### EXERCISE REQUIREMENTS
Transcribe every entry word for word. Skip the pictures.

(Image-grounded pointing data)
____

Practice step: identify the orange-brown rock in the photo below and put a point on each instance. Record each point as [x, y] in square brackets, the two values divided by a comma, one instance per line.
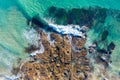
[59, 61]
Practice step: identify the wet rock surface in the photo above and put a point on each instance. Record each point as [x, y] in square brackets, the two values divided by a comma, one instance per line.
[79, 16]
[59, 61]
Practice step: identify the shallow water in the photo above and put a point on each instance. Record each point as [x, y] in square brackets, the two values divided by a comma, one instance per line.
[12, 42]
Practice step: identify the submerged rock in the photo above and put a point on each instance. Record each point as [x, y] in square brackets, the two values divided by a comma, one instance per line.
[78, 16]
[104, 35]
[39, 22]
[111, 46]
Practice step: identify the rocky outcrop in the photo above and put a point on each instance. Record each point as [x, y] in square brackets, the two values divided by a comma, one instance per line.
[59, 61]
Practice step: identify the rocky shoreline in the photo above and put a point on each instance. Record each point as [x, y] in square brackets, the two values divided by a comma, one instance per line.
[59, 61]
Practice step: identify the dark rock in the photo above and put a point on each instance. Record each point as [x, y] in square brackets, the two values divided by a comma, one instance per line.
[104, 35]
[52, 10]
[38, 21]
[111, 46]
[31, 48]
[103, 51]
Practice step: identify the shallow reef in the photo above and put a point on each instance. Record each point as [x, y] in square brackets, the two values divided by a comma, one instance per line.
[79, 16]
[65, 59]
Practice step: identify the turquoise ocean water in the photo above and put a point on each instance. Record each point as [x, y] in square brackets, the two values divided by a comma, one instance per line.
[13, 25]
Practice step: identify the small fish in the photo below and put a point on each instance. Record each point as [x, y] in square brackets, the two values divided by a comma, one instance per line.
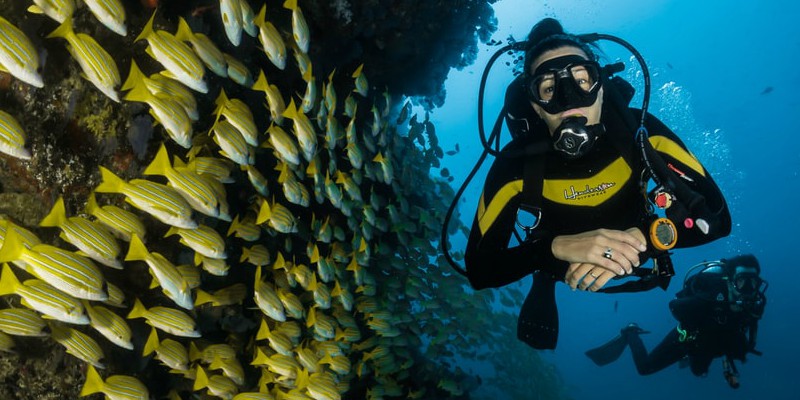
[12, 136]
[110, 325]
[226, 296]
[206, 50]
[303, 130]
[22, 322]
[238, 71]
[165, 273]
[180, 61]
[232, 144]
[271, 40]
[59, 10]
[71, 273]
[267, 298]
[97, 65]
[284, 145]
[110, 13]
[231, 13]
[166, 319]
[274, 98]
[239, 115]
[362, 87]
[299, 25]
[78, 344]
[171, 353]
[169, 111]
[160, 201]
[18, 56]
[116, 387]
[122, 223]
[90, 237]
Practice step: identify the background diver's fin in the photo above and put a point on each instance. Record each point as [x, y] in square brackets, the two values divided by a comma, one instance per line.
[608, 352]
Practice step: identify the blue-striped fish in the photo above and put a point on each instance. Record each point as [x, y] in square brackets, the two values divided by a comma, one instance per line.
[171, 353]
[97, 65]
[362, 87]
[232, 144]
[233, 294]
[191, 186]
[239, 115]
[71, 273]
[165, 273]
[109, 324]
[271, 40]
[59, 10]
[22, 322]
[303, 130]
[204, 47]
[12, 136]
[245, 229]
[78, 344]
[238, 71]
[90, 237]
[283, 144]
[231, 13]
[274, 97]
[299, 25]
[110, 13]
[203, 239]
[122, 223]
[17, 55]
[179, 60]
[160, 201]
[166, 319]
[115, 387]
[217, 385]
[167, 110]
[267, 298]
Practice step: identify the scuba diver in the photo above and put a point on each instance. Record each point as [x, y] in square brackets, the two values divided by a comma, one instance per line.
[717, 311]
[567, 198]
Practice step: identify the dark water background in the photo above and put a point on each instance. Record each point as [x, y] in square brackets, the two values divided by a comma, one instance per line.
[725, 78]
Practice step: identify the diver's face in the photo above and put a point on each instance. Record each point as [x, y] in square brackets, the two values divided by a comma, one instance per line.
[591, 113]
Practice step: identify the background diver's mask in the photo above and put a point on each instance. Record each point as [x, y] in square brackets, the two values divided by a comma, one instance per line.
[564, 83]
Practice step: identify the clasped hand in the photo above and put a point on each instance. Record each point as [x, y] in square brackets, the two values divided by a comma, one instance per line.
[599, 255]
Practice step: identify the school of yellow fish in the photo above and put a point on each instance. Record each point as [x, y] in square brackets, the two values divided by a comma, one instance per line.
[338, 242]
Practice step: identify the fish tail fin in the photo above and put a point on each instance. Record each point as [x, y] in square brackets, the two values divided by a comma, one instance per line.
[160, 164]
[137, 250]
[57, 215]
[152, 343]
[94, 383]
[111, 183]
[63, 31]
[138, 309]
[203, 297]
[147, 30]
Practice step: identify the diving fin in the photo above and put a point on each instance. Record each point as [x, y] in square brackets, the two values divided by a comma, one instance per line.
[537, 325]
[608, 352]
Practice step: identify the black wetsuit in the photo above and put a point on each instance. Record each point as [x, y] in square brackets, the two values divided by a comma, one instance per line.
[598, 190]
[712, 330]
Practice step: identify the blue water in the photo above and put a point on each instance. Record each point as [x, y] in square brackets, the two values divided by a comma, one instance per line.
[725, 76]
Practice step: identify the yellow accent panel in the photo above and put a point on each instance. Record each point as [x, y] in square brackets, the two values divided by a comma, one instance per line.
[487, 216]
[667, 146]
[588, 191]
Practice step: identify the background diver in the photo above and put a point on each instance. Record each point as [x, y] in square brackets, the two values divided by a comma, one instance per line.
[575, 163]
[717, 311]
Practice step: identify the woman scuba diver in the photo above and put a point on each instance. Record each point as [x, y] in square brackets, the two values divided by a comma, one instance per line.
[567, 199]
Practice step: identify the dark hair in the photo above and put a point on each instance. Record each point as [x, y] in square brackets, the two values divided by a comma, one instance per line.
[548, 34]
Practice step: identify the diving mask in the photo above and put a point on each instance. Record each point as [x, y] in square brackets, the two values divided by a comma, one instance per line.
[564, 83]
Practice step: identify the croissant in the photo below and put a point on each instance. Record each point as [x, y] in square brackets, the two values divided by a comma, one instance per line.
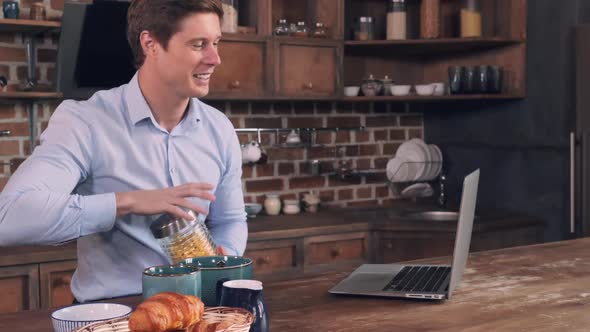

____

### FINISHED TASK
Practice step: identify the orange-brown rock in the photo below and put a point on each instance. Record each point as [x, y] in square brackets, the two values divided by a comma, one instance per line.
[59, 61]
Practice step: identify the wet rock surface in the photo above and put a point on each instance. Record each point as [x, y] in square brackets, the two values divided by a comma, one instance per line.
[79, 16]
[59, 61]
Practice step: identify the shallow water in the photo above and put a point on each instance. Record each point as [x, y] in square brackets, the two values divided by a comma, one instance per line.
[12, 42]
Practice step: identify the submerged rock in the photo above and put a point on each instance. Record each point as [x, y] in square brackets, the two values divided by a comma, one instance per line.
[78, 16]
[104, 35]
[39, 22]
[111, 46]
Practice step: identify the rocky outcrop in the photo above and put a point on each instance. Record each point as [x, y] in square brackets, the two values divided by a comma, one instance per line.
[59, 61]
Practice step: identify the rocky shoreline in the photo above and put a point on each instance. Record each point as [x, y] in square brackets, the two values divided by a comma, one instance per line.
[59, 61]
Practice step: identify the dark rock in the photo above and put a point on each instance. Record each point as [x, y] in square brackets, the two values divided by a comma, one instance per line.
[104, 35]
[52, 10]
[38, 21]
[111, 46]
[31, 48]
[103, 51]
Practice step: identify the shallow reef in the photo above and put a point on each instance. Record each point as [x, y] in square brackets, the two values divided by a comma, one instance per line.
[79, 16]
[65, 59]
Practice step: identify the turquoise ocean water in the photo above and put a point on each instance. Record each point as [x, y] in square brackets, the two values divided by a comma, one instance per line.
[13, 25]
Practice step: identify the small fish in the photo below and put a point on each instance. Record each point as [x, y] in square brackets, the two values divided by a comma, one instance per line.
[12, 136]
[110, 325]
[226, 296]
[206, 50]
[303, 130]
[22, 322]
[238, 71]
[165, 273]
[180, 61]
[232, 144]
[271, 40]
[59, 10]
[71, 273]
[267, 298]
[97, 65]
[284, 145]
[110, 13]
[231, 13]
[166, 319]
[274, 98]
[239, 115]
[362, 87]
[299, 25]
[78, 344]
[171, 353]
[169, 111]
[160, 201]
[18, 56]
[116, 387]
[122, 223]
[90, 237]
Practice step: identify the background diver's fin in the photo above and put a point on each instance. Record each point as [x, y] in square brackets, the two values divided by a comma, one instance per line.
[608, 352]
Practice step: identify the blue-striped fish in the photo above and put a point on each instance. Record each point as [x, y] in square brackets, the two values divided by a comma, one instance per line.
[171, 353]
[97, 65]
[362, 87]
[232, 144]
[233, 294]
[191, 186]
[239, 115]
[71, 273]
[165, 273]
[109, 324]
[271, 40]
[59, 10]
[22, 322]
[303, 130]
[204, 47]
[12, 136]
[245, 229]
[78, 344]
[238, 71]
[90, 237]
[283, 144]
[231, 13]
[274, 97]
[299, 25]
[110, 13]
[203, 239]
[122, 223]
[17, 55]
[179, 60]
[160, 201]
[166, 319]
[115, 387]
[217, 385]
[167, 110]
[267, 298]
Practice step: identify the scuba diver in the photo above and put a point on each instance. Record each point as [x, y] in square brackets, the two values divided by a comma, one instance per line.
[717, 311]
[567, 198]
Practice step: identify the dark water background in the photo above and put a point on each instance. Record each point as [x, y] in square brackets, the two values divided by a comma, one instance per line.
[725, 78]
Practice step: identify the diver's face in the photo above and put a point on each instance. Record each point as [x, y] in square brackets, the two values divided by a comma, one instance per line.
[591, 113]
Practice step: identify the background diver's mask in the photo above and put a point on each instance. Record each point as [x, y] in square brackets, the two values divided by a comma, one instance per line.
[564, 83]
Practice step: identify the clasped hand in the photo above and put a point on each instance. Record each point as [x, y] in square brackets, the two values divided by a comma, one instance per line.
[599, 255]
Practice step: identify the school of yellow fish in the photo above and put a point on each instance. Record each point as [x, y] in square brackets, the two values divided by a comma, one instance per line.
[338, 242]
Practice step: identify the fish tail fin in the photo above and put a point on each instance. Record each point as [x, y] in square brackets, the two values divided by a comma, one instance per line.
[160, 164]
[137, 250]
[57, 215]
[152, 343]
[94, 383]
[111, 183]
[63, 31]
[138, 309]
[203, 297]
[147, 30]
Practice step: identify the diving fin in the photo above and put a point on each instance. Record each point as [x, y] in square brackets, the two values divided by a comma, one instance per line.
[537, 325]
[608, 352]
Practice step: identify the black wetsuit in the photo above and put a point on each instance. Record each point as [x, y] in square brackets, the two values divided by a comma, one instance per line.
[598, 190]
[712, 330]
Practice step: identify the blue water in the photo above and put a point on each instance. Record each point as [x, y] in square brackets, the two values divided by a comma, one instance per line.
[725, 76]
Practice step: identify the yellow accent panel in the photo above and put a point on each instance. Record each point as [x, y] in square brackets, the two values divided by a comma, one instance per line.
[487, 216]
[667, 146]
[588, 191]
Practice step: identify the background diver in the photo above and put a point on each instance. Record each point as [x, y] in square brackets, the two values divided by a comma, one instance per line.
[575, 163]
[717, 311]
Practice step: identify the woman scuba diver in the photo above and put a point on each instance. Record each point as [x, y] in square brackets, the two values divided by a comma, one instance per line.
[567, 199]
Practice step: identify the dark hair in the photo above and put a point on each instance. Record each point as [x, y] in square brackets, the two values divided by a comma, one instance per line.
[548, 34]
Practice step: identify the diving mask in the photo above and put a point on each instance. Record each point as [x, y] in square brackets, the two values divided by a comma, one instance per line.
[564, 83]
Practice step: identify the croissant in the photo below and put a point on each instance. Record each point as [x, y] in square brackets, the two values divided by a comma, one instance per line.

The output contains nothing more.